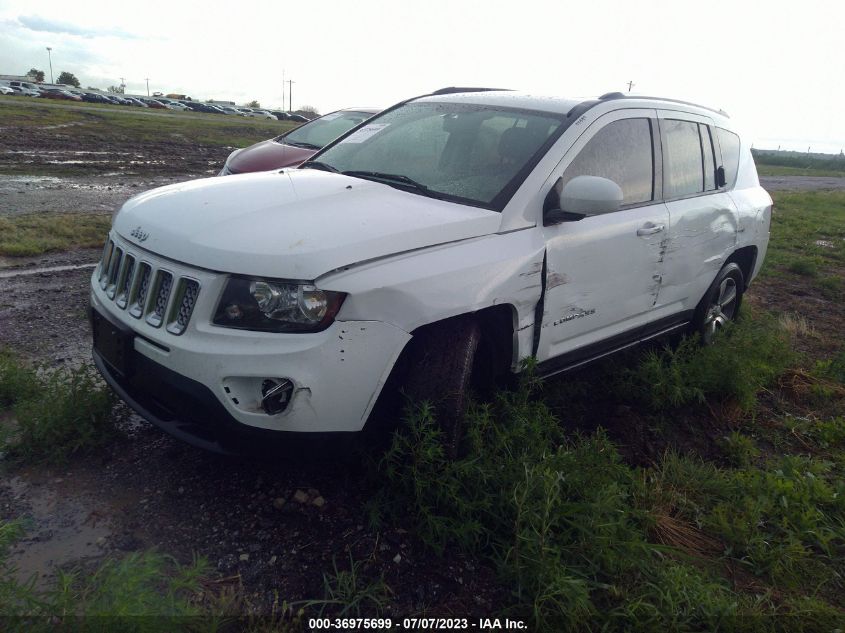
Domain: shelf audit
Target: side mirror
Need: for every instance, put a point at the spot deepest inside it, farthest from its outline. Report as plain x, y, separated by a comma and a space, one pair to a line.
582, 196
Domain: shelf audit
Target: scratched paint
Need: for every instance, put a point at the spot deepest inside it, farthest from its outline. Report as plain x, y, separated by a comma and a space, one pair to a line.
556, 279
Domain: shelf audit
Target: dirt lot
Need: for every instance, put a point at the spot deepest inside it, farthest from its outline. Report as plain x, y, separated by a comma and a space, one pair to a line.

****************

• **Try it**
Copy out the full material exactly. Pictures should not appear in it.

• **Answer space**
Domain: shelf audit
Target: side mirror
Need: for every instance, put a point at the spot deepest inside it, farthest from its outline. Report as plain x, y, separated by a comma and a space, one pair to a line.
582, 196
Domain: shelf audit
Target: scratched paint
Need: for every instance, put a point at the spot deepest inside it, farthest from its outline. Report as plain x, y, separated by a comma and a space, one pair to a line.
556, 279
Domain: shelf audit
Target: dirt lot
Need: for every instance, put a point at the spot deepest inside it, farthest from its outline. Report as plain x, y, separated by a comma and a space, one pair to a line.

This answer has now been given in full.